──────── TEXT UNDER STUDY
Joyent founder Jason Hoffman steps down

Jason Hoffman, who co-founded Joyent 10 years ago, is stepping down from his post as CTO. In a blog post Monday night, Hoffman noted that his departure “is undoubtedly bittersweet” but that he will advise the company, which he said is well positioned for the future.

Joyent, which “started as a small solution to a personal problem has grown into a tremendous company and a significant player in the cloud computing business,” he wrote. In fact, Hoffman was driven to work on scalable systems when his mother was diagnosed with breast cancer and he wanted to work on a cure.

As Stacey Higginbotham wrote last year:

He quit his day job as a cancer pathologist, moved from San Diego to San Francisco, and spent the next 18 months working with his mom’s treatment team to develop a custom-drug program.

Her treatment was “unorthodox” because it combined research on specific cancers with genetic analysis on his mom. That genetic analysis required a lot of computing power optimized for visualizing data — power that Hoffman supplied with his hosting company, Joyent.
────────────────
──────── INPUT DATA
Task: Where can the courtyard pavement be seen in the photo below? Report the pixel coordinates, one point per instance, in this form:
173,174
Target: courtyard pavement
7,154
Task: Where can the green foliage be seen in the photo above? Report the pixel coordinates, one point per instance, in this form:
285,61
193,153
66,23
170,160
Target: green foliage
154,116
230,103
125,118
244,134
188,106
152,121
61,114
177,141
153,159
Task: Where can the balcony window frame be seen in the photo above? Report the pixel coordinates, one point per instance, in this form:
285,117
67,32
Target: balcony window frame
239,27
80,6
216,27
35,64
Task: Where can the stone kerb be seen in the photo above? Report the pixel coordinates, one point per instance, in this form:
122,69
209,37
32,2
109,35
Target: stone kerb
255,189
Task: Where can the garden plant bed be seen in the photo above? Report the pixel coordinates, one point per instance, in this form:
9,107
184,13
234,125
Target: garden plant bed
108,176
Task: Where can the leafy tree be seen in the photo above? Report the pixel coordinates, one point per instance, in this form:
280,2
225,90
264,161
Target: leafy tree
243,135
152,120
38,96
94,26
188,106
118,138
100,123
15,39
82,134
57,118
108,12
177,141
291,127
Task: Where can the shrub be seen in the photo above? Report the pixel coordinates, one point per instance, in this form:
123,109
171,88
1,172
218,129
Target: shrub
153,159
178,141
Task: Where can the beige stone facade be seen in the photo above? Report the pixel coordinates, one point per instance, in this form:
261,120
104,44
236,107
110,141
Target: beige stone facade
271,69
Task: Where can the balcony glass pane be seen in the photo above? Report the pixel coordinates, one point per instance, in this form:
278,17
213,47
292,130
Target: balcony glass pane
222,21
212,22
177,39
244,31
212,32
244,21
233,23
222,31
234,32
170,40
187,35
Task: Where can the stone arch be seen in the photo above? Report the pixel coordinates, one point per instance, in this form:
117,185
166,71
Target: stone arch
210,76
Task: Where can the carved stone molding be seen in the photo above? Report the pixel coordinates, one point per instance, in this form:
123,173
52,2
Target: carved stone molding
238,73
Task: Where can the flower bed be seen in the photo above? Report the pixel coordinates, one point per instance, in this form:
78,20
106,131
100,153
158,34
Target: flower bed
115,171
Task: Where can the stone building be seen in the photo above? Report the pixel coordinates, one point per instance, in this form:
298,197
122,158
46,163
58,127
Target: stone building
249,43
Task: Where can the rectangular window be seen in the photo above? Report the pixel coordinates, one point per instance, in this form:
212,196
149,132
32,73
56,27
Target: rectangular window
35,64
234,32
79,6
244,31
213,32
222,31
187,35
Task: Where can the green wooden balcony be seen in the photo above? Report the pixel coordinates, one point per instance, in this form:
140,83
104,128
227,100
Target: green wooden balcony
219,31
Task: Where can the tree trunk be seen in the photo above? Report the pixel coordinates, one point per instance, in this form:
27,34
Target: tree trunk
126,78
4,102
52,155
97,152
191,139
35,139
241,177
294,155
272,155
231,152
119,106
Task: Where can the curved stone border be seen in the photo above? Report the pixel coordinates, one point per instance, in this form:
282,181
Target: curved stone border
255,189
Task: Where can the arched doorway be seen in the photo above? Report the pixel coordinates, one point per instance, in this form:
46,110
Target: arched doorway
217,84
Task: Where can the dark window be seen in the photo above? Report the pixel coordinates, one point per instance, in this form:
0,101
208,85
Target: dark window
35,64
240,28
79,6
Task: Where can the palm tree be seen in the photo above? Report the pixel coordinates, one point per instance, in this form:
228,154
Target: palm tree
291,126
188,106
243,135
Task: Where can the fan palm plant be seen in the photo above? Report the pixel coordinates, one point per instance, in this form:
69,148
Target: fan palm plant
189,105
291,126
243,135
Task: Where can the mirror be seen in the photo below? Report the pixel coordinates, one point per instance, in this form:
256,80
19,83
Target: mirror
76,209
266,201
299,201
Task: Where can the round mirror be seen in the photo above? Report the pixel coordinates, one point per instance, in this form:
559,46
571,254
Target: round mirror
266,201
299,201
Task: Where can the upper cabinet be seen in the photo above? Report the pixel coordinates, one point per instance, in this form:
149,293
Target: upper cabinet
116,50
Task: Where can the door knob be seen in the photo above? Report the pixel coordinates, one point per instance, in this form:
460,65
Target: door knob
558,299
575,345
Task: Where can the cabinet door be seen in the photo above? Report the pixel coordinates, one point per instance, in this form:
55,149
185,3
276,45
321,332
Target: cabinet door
────────────────
- DESCRIPTION OF THE TASK:
Carry on the article about Jason Hoffman leaving Joyent, picking up after its last sentence. This material has no connection to the article about Jason Hoffman leaving Joyent.

- OUTPUT:
Earlier this year, Hoffman helped spearhead Joyent’s Manta, a high-performance object storage system for specialized big data applications.

In the blog post, he wrote: ”I believe that Joyent’s Manta compute on storage innovation will disrupt the storage and big data analytics markets, even as it is just starting to get major traction.”

Hoffman has been a welcome fixture at our Structure events — and was always ready to provide an informed — often pointed — opinion on the topic of the day whether it was the cult-like ethos of another cloud provider or the sanctimony of Americans crying foul over Chinese censorship.